Find each line in the entries below that contains the word "jersey", and copy every such line in full.
***** Data for processing
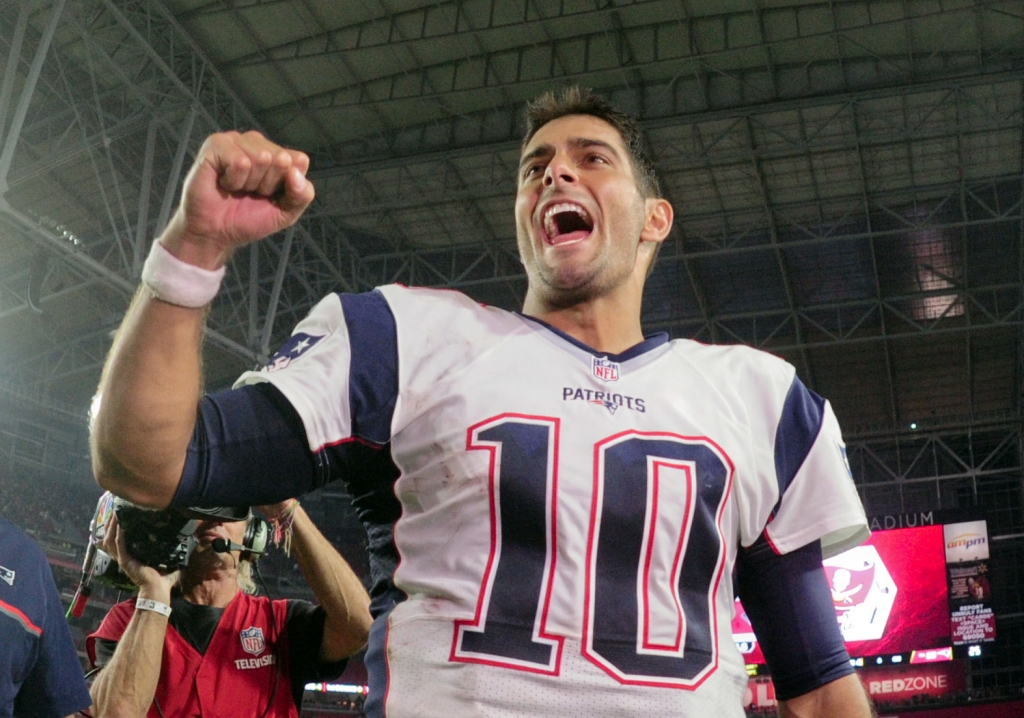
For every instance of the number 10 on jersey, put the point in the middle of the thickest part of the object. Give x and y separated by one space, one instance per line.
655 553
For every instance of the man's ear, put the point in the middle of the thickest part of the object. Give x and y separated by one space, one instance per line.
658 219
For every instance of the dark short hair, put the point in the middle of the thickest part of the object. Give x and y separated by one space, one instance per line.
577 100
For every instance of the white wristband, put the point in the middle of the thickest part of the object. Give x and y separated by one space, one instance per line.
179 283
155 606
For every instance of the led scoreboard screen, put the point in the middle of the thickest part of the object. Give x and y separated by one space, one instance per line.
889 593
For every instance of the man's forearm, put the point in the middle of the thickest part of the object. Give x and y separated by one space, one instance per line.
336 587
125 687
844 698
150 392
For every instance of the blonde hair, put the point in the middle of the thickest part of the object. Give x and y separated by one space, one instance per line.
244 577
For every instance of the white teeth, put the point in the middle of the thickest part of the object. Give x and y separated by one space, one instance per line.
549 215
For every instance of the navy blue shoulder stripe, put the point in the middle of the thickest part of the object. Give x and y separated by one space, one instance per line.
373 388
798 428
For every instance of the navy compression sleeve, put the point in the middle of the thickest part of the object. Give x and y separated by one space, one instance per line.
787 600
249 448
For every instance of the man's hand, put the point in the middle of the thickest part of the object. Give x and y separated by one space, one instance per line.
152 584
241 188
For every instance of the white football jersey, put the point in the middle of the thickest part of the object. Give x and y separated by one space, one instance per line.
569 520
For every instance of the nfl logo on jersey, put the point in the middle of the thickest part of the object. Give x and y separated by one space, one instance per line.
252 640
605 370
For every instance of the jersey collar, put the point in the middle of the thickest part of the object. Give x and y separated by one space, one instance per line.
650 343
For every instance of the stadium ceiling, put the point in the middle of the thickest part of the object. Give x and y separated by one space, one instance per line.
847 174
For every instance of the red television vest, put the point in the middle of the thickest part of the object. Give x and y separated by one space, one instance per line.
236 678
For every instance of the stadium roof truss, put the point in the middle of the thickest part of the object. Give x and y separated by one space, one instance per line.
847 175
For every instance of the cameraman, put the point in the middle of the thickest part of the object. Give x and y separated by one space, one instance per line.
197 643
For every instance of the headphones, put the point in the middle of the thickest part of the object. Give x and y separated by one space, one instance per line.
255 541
**********
***** Data for processing
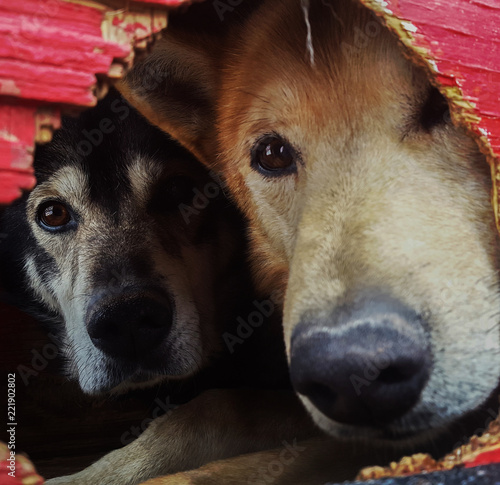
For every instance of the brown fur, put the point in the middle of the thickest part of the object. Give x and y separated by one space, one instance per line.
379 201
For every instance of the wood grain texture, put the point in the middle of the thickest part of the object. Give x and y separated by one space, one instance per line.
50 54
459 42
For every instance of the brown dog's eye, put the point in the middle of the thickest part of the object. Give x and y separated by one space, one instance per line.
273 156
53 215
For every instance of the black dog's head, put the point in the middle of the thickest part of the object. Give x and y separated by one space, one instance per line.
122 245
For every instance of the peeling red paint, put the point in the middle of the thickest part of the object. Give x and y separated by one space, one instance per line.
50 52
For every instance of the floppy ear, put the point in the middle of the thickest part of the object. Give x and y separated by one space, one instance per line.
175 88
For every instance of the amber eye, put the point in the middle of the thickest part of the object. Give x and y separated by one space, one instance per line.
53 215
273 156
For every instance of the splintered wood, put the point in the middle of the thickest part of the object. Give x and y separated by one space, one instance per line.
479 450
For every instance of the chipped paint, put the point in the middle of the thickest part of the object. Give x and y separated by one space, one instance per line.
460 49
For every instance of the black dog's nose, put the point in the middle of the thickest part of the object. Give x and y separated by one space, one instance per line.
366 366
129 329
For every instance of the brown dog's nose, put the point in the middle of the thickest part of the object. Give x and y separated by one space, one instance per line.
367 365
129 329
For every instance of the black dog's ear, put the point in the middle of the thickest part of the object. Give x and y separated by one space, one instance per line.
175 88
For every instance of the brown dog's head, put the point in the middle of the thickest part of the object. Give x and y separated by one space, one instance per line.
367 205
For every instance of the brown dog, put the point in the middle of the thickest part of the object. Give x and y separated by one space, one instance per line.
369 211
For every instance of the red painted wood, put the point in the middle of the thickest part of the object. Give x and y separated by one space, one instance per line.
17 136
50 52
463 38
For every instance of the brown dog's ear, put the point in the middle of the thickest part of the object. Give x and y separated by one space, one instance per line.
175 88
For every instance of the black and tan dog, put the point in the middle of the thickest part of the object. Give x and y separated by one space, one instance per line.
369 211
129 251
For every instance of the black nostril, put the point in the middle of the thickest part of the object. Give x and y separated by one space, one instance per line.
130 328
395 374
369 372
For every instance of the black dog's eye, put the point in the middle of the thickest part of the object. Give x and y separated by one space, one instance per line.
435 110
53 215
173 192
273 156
**********
Task output —
For every instance of the number 10 on jersey, put the point in the middle of the thickest part of the object. Give x and y separated by one space, one instance per line.
For every instance of the white football jersey, put the point in the middle of the thickest part of the object. Give x and y separated by one space, one instance per line.
For every instance of the nfl logo on jersey, put the point in the middle of the thickest part of the object. Give x and y separated by one space, one instance per line.
For every instance of the jersey collar, put the point in the middle of the thickest part of the object. Give x and y separated by one space, one instance per line.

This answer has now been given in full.